[What you need to do] Once you find the line with "# point at: bunch" in the entries below, return exactly every line from it through the line with "# point at: flour mound".

[Extracted material]
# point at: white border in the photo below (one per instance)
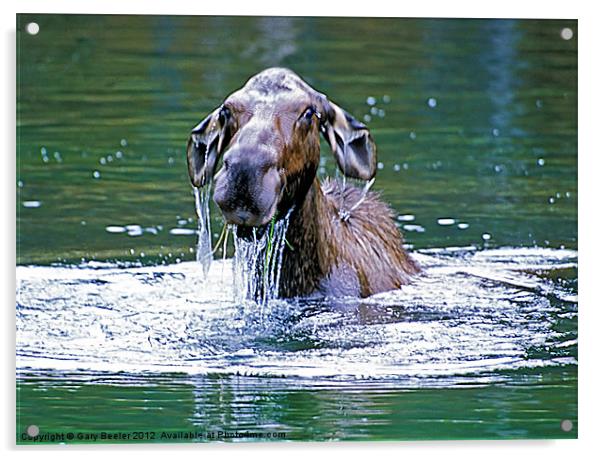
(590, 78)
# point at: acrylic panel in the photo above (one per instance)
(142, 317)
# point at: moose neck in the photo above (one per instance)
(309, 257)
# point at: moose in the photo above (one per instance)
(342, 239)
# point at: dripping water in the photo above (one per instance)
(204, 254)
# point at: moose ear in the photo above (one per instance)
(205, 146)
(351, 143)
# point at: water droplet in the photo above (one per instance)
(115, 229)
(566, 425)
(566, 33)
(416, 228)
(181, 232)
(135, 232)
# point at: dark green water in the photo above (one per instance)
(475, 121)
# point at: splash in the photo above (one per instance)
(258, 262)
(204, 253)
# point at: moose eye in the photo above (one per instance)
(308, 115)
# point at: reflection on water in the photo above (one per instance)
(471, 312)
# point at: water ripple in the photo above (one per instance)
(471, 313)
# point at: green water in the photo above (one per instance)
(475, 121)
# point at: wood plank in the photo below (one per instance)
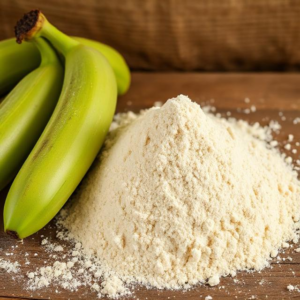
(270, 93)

==

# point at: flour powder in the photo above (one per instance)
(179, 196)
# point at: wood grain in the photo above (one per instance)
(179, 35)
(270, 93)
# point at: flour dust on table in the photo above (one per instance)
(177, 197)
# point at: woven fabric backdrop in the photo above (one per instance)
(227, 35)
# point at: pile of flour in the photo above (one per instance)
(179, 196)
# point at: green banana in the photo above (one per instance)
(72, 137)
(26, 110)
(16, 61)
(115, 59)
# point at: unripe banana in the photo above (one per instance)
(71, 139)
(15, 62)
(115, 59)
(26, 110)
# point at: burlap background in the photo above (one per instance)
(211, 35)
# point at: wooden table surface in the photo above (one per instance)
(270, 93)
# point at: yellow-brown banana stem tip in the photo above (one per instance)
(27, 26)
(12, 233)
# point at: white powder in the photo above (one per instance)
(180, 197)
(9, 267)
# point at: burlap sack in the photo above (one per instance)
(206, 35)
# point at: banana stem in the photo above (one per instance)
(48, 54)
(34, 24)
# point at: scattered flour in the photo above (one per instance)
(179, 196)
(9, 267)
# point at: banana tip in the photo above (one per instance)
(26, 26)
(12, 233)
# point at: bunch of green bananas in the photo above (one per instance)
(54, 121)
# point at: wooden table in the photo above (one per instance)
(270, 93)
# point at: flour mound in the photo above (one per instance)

---

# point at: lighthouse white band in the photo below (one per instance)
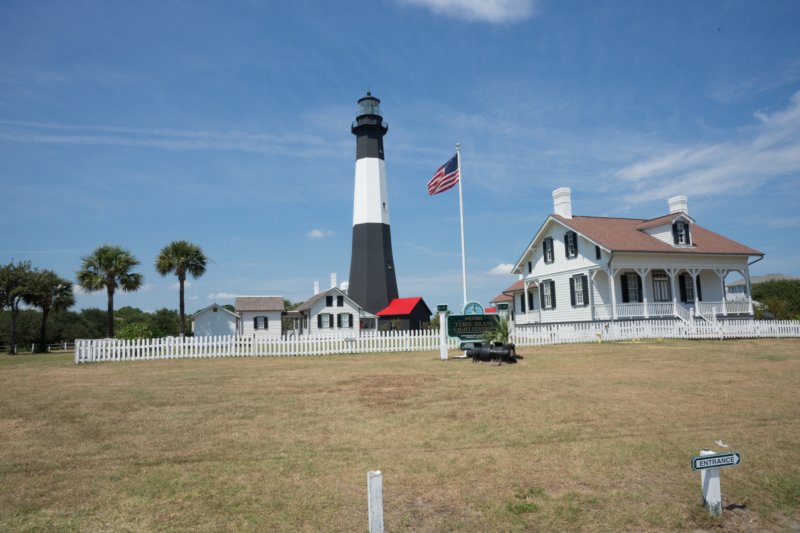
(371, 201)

[Solution to this exercise]
# point at: bunch of green bananas in the photo above (one per instance)
(54, 121)
# point at: wooden table in the photo above (one per instance)
(270, 93)
# point at: flour mound in the photo above (one per instance)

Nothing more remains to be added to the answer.